— begin Data entries —
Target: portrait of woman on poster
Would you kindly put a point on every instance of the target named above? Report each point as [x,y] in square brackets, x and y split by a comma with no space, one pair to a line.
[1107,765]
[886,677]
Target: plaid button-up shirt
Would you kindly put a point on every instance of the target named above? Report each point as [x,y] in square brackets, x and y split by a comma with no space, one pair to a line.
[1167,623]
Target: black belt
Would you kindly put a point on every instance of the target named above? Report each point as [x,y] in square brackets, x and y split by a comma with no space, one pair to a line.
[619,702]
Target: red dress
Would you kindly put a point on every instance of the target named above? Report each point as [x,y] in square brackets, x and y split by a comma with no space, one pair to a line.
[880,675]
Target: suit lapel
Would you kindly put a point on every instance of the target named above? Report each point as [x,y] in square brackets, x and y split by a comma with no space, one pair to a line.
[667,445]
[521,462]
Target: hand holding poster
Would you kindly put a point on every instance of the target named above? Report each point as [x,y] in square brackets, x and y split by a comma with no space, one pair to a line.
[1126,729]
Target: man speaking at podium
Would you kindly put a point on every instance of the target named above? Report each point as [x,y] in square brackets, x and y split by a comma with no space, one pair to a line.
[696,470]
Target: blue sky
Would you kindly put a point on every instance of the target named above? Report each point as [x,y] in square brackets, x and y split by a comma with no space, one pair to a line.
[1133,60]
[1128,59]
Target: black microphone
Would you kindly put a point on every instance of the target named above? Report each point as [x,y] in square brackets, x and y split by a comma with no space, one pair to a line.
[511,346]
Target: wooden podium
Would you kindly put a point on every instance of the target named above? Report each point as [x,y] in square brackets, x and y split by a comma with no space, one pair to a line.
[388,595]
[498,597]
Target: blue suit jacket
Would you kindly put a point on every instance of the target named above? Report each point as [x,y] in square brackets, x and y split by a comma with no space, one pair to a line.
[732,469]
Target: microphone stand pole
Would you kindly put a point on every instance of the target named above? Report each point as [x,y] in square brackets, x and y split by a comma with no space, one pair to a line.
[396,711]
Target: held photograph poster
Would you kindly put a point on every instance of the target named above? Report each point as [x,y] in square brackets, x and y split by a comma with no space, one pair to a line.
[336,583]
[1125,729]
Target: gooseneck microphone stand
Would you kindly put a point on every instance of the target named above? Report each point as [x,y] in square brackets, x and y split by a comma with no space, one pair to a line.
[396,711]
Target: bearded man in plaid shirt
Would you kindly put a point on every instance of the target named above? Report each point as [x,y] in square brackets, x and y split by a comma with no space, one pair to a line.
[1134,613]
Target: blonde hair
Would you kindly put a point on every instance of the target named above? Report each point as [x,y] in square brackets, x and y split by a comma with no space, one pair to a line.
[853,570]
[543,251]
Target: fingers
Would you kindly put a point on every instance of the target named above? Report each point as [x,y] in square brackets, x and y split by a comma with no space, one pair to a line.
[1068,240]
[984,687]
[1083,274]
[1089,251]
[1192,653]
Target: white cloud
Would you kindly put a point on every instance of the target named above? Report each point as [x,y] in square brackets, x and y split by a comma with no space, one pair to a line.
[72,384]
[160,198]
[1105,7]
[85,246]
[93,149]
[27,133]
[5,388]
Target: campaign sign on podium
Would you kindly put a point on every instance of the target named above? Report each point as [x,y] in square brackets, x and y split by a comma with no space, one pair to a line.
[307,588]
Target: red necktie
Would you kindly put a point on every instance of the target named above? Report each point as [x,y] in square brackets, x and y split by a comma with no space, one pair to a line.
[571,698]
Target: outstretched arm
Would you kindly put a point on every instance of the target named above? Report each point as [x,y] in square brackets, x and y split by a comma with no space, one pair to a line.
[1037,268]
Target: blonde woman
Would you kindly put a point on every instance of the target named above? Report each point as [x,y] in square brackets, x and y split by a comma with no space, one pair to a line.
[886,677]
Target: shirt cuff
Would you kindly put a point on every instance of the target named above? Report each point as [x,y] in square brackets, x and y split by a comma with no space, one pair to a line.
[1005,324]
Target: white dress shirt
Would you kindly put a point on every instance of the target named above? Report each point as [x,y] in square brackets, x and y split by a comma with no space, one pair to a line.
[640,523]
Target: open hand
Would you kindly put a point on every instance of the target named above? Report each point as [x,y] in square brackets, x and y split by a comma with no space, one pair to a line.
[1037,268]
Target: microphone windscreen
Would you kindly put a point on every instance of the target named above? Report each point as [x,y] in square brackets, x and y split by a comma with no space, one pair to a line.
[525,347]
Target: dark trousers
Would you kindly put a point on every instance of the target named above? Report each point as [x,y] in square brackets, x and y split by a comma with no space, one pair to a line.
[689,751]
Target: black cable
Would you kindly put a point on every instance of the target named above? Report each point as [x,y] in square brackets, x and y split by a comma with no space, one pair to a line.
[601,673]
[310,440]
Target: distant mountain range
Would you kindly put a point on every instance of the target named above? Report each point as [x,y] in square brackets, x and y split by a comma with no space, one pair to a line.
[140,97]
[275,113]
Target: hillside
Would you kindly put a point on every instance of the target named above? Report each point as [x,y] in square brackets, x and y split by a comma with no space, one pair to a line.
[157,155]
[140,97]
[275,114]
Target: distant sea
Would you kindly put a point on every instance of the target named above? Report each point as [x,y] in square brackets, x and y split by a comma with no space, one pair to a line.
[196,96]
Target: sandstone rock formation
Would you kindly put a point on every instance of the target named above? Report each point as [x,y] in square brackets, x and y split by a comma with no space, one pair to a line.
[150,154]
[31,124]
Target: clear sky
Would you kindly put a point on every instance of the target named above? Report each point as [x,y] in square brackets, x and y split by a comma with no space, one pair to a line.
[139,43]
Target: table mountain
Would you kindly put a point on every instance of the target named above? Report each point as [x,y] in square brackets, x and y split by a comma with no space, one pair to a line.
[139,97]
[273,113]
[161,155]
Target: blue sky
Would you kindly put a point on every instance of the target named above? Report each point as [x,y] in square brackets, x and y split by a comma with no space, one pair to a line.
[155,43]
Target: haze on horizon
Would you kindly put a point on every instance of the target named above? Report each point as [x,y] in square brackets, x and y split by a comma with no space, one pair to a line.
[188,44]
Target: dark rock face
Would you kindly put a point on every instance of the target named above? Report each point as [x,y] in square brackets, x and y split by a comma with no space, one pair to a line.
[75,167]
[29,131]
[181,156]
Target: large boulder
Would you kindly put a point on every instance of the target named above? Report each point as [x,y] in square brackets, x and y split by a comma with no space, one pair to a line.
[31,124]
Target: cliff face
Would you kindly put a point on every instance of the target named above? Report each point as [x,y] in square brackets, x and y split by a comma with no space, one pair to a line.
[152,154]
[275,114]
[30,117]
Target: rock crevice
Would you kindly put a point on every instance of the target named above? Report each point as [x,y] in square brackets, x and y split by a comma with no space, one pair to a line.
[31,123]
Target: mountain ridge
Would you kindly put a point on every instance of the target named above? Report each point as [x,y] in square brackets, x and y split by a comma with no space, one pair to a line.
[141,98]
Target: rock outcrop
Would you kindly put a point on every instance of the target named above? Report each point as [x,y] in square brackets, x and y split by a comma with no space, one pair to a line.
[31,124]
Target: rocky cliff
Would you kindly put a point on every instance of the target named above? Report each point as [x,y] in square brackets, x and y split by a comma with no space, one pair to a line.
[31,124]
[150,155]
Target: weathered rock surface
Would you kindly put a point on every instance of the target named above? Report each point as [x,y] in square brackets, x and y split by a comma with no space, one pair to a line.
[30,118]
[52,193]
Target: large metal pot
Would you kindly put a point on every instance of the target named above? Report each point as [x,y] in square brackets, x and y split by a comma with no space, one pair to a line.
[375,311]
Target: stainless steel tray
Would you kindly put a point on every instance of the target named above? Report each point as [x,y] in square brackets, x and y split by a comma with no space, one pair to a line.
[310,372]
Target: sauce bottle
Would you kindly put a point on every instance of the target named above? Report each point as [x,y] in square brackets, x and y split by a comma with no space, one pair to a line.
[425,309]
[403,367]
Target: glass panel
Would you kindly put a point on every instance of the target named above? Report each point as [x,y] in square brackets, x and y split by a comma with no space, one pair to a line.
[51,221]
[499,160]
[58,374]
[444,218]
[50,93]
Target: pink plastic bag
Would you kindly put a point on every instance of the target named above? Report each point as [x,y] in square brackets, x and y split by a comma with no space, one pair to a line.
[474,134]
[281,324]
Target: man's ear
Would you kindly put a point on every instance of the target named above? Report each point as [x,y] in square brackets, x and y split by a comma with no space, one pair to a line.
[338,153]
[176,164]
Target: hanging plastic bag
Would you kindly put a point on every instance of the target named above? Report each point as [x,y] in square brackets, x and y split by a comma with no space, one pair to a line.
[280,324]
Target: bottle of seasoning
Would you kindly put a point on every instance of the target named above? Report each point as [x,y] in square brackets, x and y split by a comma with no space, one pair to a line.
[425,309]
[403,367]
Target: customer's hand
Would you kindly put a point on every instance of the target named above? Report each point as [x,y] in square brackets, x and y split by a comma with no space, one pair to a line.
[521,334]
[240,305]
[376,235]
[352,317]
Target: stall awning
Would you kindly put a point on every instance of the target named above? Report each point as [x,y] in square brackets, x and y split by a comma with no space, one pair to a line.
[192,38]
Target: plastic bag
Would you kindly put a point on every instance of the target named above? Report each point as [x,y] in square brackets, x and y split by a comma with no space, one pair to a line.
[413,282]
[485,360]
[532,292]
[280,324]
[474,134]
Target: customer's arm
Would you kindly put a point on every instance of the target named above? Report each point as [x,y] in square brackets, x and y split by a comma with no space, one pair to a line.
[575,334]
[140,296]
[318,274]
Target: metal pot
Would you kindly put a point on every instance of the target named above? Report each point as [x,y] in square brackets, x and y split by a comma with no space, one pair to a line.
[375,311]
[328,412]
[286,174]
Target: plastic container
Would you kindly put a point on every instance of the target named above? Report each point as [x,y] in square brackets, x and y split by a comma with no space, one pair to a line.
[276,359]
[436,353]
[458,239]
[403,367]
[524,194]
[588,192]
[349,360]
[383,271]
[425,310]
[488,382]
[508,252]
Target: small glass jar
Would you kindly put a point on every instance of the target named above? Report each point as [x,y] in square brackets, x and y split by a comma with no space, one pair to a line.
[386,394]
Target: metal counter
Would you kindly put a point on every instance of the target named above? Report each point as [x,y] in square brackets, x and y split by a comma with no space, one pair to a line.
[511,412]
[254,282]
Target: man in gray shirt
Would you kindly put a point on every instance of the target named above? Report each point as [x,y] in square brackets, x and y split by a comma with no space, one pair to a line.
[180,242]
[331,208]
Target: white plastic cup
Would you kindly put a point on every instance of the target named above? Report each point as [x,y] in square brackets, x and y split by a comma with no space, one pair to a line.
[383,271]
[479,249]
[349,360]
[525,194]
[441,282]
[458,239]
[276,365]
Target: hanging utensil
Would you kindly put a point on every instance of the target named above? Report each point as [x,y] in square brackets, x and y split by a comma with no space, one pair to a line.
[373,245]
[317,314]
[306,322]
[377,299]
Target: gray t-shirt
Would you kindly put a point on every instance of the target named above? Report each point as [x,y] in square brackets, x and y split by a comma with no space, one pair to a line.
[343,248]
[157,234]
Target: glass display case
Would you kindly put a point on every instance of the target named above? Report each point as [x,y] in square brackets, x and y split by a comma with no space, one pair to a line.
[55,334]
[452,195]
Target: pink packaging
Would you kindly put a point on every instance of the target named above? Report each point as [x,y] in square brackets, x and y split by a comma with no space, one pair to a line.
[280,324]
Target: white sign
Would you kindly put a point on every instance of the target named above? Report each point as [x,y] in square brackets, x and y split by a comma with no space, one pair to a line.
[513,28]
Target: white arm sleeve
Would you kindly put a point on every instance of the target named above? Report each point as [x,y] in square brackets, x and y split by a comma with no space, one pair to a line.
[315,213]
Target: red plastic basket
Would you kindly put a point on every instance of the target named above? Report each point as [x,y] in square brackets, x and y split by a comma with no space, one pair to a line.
— end Data entries —
Copy the material from the line with "Target: red plastic basket" through the end of the material, swapping "plastic" for "wicker" and leaving everything else as it stands.

Correct response:
Target: red wicker basket
Would you kindly put a point on every instance of the target named above? Report each point as [x,y] in square brackets, x and y split by a comma with no space, one pair to a line.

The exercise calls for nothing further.